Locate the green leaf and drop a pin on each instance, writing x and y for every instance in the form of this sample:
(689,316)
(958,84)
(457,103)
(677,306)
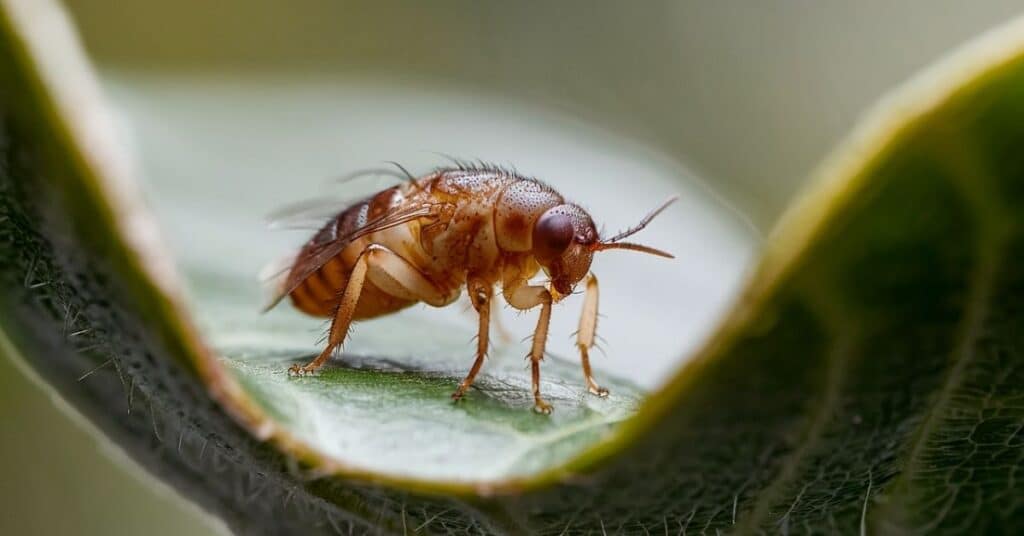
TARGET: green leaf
(868,378)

**WHAT IS ASKED**. Rewrite every line of the records above, requests included, multiplying each point coordinate in the answers by 1.05 and rounding to the nearest whole number, with halves rounded up. Leave the numbers in the requests and their format samples unchanged, and omit the pictures.

**SOLUTION TO THE EXERCISE**.
Locate the green leaf and drop a pin on each instance, writing x and y for every instance in the form of this sample:
(689,316)
(958,84)
(457,103)
(677,306)
TARGET: green leaf
(911,397)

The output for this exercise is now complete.